▸ **BRANO SCELTO**
+ + +
Ma poi la notizia che tutti aspettavano: Zion Williamson è pronto, rientrerà il 23 gennaio allo Smoothie King Center quando i Pelicans ospiteranno gli Spurs, come un cerchio che si chiude. Immediatamente Espn modifica il suo palinsesto: in diretta nazionale non va più Rockets-Nuggets, due delle migliori squadre della Lega, ma Pelicans-Spurs, due squadre sotto il 50% di record… ma c’è Zion, e tanto basta. Gli occhi degli appassionati di tutti il mondo sono rivolti in Louisiana. L’inizio è timido, balbettante: a fine primo tempo il suo tabellino recita 2 punti, 3 rimbalzi, 1 assist e 2 palle perse in 8 minuti con 1/2 al tiro. Gioca solo l’inizio del terzo quarto, poi Alvin Gentry lo richiama in panchina, e rientra solo all’inizio dell’ultima frazione. E qui le cose cambiano: Williamson segna 17 punti di fila in 4 minuti, complice pure un 4/4 dall’arco che dimostra anche una mano educatissima. I tifosi dei Pelicans, e non solo, si infiammano, ma questa eruzione realizzativa non basta a evitare la sconfitta. Ma non importa. A fine partita saranno comunque 22 punti in 18 minuti, ma soprattutto è rimasta la sensazione che questo è stato solo l’inizio di una storia straordinaria che vale la pena di essere gustata fino in fondo. E a margine (come non dovrebbe essere, ma la narrazione intorno all’epifania da professionista di Zion prevale sul resto) i Pelicans sono ancora miracolosamente in corso per l’ottavo posto ad ovest, e chissà che l’entusiasmo portato dal rientro del prodotto di Duke non sia un trampolino di lancio sufficiente per agganciare un risultato che sembrava insperato.
New Orleans e la Lousiana in generale non sono posti di basket, ma di football. I Pelicans sono soltanto la terza squadra più seguita dello stato, dietro i Saints della Nfl e la squadra di football di Louisiana State University. Ma ora, con lo straordinario quarterback dei Tigers Joe Burrow in odore di Nfl dopo aver battuto qualsivoglia record collegiale, e con la sua controparte ai Saints Drew Brees che sembra al canto del cigno, l’arrivo di Zion Williamson in città potrebbe scombinare i piani come in passato non ci sono riusciti neanche campioni del calibro di Chris Paul e Anthony Davis.
+ + +
▸ **DATI DA ESAMINARE**

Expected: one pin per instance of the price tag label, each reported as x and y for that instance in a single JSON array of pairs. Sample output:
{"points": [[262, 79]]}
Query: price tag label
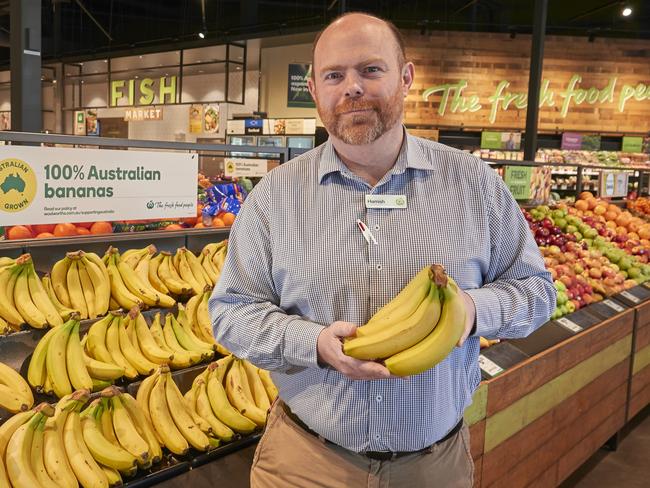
{"points": [[568, 324], [630, 297], [613, 306], [489, 366]]}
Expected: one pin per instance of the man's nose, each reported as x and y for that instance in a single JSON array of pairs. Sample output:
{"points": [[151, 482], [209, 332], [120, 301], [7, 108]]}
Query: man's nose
{"points": [[353, 86]]}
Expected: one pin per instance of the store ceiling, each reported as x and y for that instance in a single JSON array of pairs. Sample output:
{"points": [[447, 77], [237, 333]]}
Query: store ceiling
{"points": [[91, 28]]}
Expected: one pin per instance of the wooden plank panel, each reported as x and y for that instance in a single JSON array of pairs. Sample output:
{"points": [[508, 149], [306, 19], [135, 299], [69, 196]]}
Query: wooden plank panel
{"points": [[509, 421], [477, 439], [527, 441], [540, 369], [543, 459], [587, 446]]}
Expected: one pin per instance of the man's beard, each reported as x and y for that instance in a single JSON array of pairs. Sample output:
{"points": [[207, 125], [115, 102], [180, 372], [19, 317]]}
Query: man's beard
{"points": [[364, 127]]}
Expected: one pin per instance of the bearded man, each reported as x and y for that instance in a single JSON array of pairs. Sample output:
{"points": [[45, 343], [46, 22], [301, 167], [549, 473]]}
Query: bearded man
{"points": [[300, 277]]}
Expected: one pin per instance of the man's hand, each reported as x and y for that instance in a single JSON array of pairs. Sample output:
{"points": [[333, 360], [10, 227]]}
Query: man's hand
{"points": [[330, 351], [470, 314]]}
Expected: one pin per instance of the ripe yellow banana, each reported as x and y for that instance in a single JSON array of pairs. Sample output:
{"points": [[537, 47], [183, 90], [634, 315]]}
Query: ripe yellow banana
{"points": [[183, 420], [64, 312], [144, 426], [24, 303], [18, 456], [269, 386], [40, 298], [113, 346], [83, 464], [37, 456], [204, 410], [439, 343], [16, 385], [162, 419], [399, 336], [127, 434], [154, 278], [96, 340], [102, 450], [77, 371], [101, 282], [59, 281], [256, 386], [406, 302], [132, 355], [239, 399], [55, 359], [119, 291]]}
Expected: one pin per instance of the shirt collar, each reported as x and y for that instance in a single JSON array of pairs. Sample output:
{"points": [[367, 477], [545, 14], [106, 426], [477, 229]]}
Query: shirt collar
{"points": [[410, 156]]}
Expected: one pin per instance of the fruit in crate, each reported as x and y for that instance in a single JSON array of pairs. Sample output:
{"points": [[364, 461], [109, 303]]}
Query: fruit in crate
{"points": [[23, 299], [417, 329]]}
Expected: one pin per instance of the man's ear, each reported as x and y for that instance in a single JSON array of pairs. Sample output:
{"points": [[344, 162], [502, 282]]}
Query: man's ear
{"points": [[312, 87], [408, 75]]}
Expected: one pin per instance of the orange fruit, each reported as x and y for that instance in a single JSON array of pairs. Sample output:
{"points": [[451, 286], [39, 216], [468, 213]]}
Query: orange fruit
{"points": [[228, 218], [65, 230], [101, 228], [40, 228], [19, 232]]}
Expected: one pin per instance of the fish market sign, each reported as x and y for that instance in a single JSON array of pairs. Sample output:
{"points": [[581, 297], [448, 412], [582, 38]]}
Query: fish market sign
{"points": [[454, 99]]}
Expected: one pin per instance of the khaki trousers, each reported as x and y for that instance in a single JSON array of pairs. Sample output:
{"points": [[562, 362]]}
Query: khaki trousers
{"points": [[287, 456]]}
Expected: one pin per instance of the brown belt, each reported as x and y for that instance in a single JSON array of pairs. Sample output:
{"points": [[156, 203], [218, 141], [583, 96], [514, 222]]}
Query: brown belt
{"points": [[377, 455]]}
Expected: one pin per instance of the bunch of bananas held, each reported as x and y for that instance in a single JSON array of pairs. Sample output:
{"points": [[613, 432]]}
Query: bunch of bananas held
{"points": [[79, 282], [23, 299], [59, 364], [15, 393], [417, 329]]}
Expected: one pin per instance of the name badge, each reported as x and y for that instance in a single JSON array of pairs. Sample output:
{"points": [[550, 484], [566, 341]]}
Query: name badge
{"points": [[385, 201]]}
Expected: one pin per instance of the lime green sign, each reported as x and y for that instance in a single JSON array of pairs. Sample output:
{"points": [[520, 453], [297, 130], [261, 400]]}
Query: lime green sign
{"points": [[454, 99], [518, 180], [632, 144]]}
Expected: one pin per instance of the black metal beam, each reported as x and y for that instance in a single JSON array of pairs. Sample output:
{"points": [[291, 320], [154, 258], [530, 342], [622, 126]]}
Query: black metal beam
{"points": [[535, 78], [25, 55]]}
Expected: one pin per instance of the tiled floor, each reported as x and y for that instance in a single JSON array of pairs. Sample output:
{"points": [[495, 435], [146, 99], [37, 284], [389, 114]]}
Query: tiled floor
{"points": [[628, 466]]}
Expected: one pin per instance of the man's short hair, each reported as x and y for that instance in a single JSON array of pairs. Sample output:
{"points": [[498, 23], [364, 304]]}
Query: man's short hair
{"points": [[397, 35]]}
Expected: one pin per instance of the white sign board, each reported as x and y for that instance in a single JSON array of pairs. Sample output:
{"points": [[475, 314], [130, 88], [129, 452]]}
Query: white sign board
{"points": [[251, 168], [43, 185]]}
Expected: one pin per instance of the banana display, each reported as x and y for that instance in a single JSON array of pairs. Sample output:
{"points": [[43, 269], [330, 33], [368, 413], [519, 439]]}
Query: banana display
{"points": [[90, 286], [23, 299], [15, 394], [59, 364], [417, 329]]}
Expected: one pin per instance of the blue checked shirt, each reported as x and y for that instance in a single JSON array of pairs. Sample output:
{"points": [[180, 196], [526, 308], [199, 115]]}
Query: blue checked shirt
{"points": [[297, 262]]}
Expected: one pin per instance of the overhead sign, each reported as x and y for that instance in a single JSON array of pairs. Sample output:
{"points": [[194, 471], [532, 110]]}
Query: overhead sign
{"points": [[251, 168], [297, 91], [42, 185], [454, 97], [143, 92], [142, 114]]}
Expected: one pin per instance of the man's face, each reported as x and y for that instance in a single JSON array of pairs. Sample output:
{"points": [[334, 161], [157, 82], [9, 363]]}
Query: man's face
{"points": [[358, 84]]}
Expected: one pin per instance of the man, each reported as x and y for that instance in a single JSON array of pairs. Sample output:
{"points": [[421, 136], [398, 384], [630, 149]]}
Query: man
{"points": [[300, 277]]}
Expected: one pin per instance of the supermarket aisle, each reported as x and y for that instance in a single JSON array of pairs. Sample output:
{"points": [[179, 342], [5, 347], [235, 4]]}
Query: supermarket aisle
{"points": [[629, 466]]}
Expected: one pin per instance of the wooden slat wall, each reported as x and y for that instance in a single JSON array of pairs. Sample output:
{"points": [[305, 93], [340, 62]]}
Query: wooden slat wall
{"points": [[545, 417], [486, 59]]}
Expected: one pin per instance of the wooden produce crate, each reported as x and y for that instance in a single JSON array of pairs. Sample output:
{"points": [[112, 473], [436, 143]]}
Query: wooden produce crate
{"points": [[550, 413]]}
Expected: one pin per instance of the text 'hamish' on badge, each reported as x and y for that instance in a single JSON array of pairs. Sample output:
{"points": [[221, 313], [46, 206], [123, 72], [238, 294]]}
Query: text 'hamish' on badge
{"points": [[385, 201]]}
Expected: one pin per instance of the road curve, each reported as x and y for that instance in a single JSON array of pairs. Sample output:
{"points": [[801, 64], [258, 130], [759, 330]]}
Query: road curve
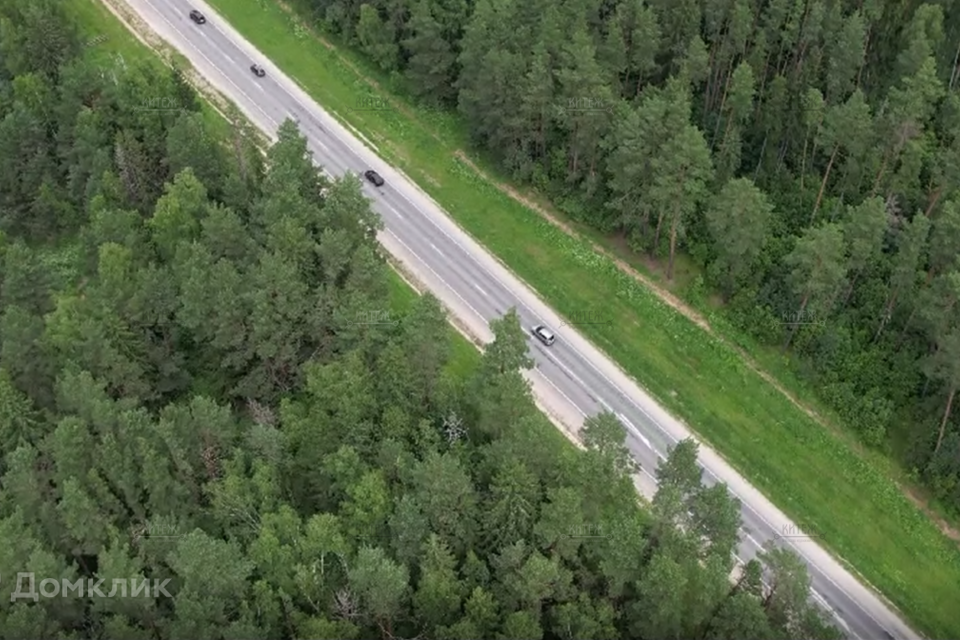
{"points": [[573, 377]]}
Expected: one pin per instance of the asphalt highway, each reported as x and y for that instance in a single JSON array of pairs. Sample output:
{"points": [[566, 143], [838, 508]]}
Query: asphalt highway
{"points": [[476, 289]]}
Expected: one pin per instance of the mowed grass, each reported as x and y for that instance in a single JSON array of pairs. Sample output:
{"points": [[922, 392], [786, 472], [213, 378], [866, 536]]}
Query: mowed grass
{"points": [[846, 500], [107, 38]]}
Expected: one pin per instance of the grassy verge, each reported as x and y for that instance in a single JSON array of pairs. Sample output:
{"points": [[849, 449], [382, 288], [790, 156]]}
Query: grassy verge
{"points": [[849, 502]]}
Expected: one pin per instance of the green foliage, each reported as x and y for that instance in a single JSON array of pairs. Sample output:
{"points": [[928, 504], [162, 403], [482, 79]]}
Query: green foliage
{"points": [[206, 410]]}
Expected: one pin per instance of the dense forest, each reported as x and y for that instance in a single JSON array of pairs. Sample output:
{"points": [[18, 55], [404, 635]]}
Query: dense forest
{"points": [[189, 394], [804, 153]]}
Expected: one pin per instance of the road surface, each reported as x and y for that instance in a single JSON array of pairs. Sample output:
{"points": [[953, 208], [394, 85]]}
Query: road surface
{"points": [[572, 378]]}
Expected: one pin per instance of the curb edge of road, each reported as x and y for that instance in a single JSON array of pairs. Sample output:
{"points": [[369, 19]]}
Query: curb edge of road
{"points": [[447, 220]]}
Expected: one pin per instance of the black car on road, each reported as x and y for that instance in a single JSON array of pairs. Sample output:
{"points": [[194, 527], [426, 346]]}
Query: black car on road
{"points": [[544, 335]]}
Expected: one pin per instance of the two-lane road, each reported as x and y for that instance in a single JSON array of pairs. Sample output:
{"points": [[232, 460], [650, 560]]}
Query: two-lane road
{"points": [[476, 289]]}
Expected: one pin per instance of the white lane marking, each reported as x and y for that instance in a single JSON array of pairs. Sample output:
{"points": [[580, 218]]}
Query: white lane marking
{"points": [[272, 135], [637, 433], [519, 303], [477, 313]]}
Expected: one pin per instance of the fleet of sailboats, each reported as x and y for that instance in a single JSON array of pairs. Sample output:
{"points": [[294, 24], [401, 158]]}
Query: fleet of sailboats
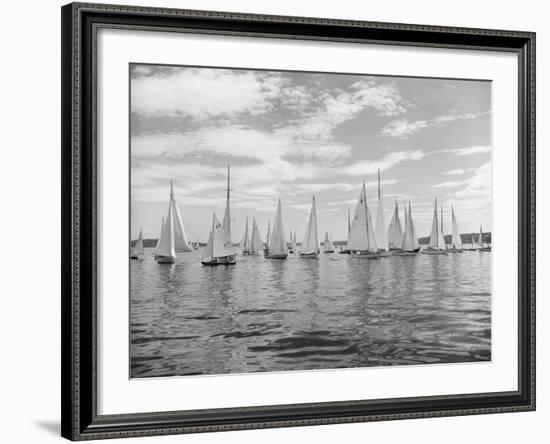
{"points": [[266, 249], [328, 246], [219, 250], [456, 240], [395, 232], [380, 231], [364, 239], [251, 245], [310, 244], [361, 238], [437, 243], [278, 248]]}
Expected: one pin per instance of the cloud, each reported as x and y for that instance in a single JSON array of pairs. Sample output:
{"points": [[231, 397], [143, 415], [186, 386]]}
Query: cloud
{"points": [[471, 150], [479, 185], [448, 184], [386, 162], [457, 171], [203, 93], [402, 128]]}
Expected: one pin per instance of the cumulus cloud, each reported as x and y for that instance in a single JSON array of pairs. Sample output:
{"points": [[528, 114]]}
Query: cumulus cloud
{"points": [[203, 93], [386, 162], [402, 128]]}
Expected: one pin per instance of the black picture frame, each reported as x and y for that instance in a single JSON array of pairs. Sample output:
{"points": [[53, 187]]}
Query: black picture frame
{"points": [[80, 420]]}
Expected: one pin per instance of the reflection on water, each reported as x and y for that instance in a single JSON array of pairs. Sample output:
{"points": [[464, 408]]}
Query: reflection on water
{"points": [[299, 314]]}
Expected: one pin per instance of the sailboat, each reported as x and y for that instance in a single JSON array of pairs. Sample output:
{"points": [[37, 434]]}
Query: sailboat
{"points": [[160, 236], [361, 238], [291, 244], [437, 243], [226, 225], [409, 243], [380, 231], [180, 240], [456, 240], [137, 251], [328, 246], [166, 249], [344, 250], [244, 244], [482, 246], [266, 249], [219, 250], [256, 244], [310, 244], [277, 244], [395, 232]]}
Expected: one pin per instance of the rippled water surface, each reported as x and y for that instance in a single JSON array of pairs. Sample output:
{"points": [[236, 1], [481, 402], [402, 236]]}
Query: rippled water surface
{"points": [[299, 314]]}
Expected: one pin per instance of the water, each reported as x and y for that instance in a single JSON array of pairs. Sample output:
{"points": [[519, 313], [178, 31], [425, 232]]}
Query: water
{"points": [[299, 314]]}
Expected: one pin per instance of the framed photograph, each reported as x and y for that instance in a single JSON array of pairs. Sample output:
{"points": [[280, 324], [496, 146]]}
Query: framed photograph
{"points": [[280, 221]]}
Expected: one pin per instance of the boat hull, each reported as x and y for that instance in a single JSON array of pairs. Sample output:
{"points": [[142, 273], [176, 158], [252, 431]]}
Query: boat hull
{"points": [[228, 260], [309, 255], [165, 259], [365, 255], [433, 251], [277, 256], [404, 253]]}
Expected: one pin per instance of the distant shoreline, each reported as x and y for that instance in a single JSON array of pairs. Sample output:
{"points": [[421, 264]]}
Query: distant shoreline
{"points": [[466, 239]]}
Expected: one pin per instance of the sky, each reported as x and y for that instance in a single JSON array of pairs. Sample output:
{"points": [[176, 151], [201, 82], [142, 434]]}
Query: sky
{"points": [[292, 135]]}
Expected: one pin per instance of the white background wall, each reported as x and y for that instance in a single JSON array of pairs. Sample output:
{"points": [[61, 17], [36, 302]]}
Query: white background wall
{"points": [[30, 220]]}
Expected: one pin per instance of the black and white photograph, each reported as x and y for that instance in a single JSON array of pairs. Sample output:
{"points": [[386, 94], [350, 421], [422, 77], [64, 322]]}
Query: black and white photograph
{"points": [[288, 220]]}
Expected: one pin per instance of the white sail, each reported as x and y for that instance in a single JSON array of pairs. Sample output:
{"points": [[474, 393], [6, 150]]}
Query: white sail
{"points": [[244, 244], [207, 253], [218, 245], [166, 245], [138, 247], [395, 232], [436, 237], [227, 215], [222, 246], [410, 240], [480, 242], [310, 244], [357, 236], [381, 234], [277, 243], [327, 243], [371, 238], [441, 233], [268, 234], [456, 239], [415, 236], [180, 239], [160, 235], [256, 242]]}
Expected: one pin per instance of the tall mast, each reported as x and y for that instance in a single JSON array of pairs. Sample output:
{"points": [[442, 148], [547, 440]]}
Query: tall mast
{"points": [[379, 185], [228, 172], [227, 216], [441, 212]]}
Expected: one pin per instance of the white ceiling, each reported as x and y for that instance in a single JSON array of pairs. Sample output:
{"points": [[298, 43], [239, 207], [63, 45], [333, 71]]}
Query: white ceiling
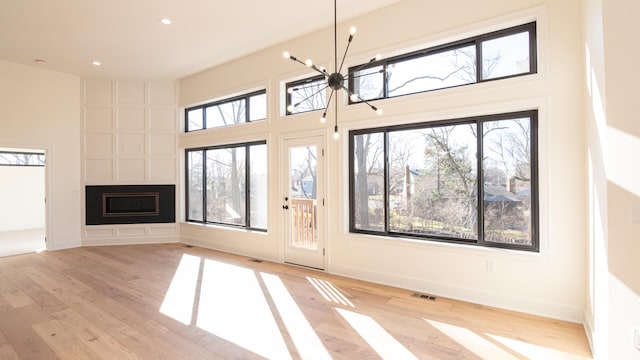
{"points": [[126, 36]]}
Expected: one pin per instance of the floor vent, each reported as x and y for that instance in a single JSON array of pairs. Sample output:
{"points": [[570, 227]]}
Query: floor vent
{"points": [[424, 296]]}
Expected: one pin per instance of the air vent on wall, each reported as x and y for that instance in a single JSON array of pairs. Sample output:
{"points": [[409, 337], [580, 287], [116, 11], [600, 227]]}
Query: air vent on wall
{"points": [[424, 296]]}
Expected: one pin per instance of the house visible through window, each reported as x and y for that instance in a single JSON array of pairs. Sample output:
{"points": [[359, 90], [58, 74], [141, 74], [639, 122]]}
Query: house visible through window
{"points": [[471, 180], [228, 185]]}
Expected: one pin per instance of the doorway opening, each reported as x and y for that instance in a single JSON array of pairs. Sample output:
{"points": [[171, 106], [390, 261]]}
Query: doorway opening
{"points": [[303, 202], [22, 209]]}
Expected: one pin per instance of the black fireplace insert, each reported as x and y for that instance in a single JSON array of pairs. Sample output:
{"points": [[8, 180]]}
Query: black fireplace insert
{"points": [[129, 204]]}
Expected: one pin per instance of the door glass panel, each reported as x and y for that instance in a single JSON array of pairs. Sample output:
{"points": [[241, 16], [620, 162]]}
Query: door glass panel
{"points": [[303, 167]]}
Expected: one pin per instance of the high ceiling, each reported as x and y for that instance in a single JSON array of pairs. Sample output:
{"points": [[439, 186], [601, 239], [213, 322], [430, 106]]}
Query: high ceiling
{"points": [[128, 39]]}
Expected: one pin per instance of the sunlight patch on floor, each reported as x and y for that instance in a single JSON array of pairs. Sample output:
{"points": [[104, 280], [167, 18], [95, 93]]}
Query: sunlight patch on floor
{"points": [[304, 337], [233, 307], [376, 336], [329, 292], [475, 343], [535, 352], [179, 300]]}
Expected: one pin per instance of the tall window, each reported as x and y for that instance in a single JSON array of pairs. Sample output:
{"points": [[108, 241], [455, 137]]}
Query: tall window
{"points": [[228, 185], [236, 110], [501, 54], [306, 95], [471, 181]]}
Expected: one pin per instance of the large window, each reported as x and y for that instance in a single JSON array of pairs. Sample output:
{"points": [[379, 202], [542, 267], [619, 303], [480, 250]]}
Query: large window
{"points": [[501, 54], [228, 185], [306, 95], [236, 110], [471, 180]]}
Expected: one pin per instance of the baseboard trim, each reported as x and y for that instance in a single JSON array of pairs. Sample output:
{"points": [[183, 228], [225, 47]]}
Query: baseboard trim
{"points": [[131, 241], [472, 295], [237, 250]]}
+ + +
▸ **COMPITO A**
Stampa il tratto del brano su Zion Williamson che va da "New Orleans e" fino a "e Anthony Davis.".
▸ **COMPITO B**
Nel brano su Zion Williamson, quanti punti segna Williamson in tutta la partita del rientro, e in quanti minuti?
▸ **COMPITO C**
Perché, secondo il brano su Zion Williamson, Espn trasmette in diretta nazionale Pelicans-Spurs al posto di Rockets-Nuggets?
Per rispondere serviti soltanto del brano.

▸ **RISPOSTA A**
New Orleans e la Lousiana in generale non sono posti di basket, ma di football. I Pelicans sono soltanto la terza squadra più seguita dello stato, dietro i Saints della Nfl e la squadra di football di Louisiana State University. Ma ora, con lo straordinario quarterback dei Tigers Joe Burrow in odore di Nfl dopo aver battuto qualsivoglia record collegiale, e con la sua controparte ai Saints Drew Brees che sembra al canto del cigno, l’arrivo di Zion Williamson in città potrebbe scombinare i piani come in passato non ci sono riusciti neanche campioni del calibro di Chris Paul e Anthony Davis.

▸ **RISPOSTA B**
22 punti in 18 minuti.

▸ **RISPOSTA C**
Perché in Pelicans-Spurs rientra Zion Williamson, e tanto basta. Poco importa che Pelicans e Spurs abbiano un record sotto il 50%, mentre Rockets e Nuggets sono due delle migliori squadre della Lega.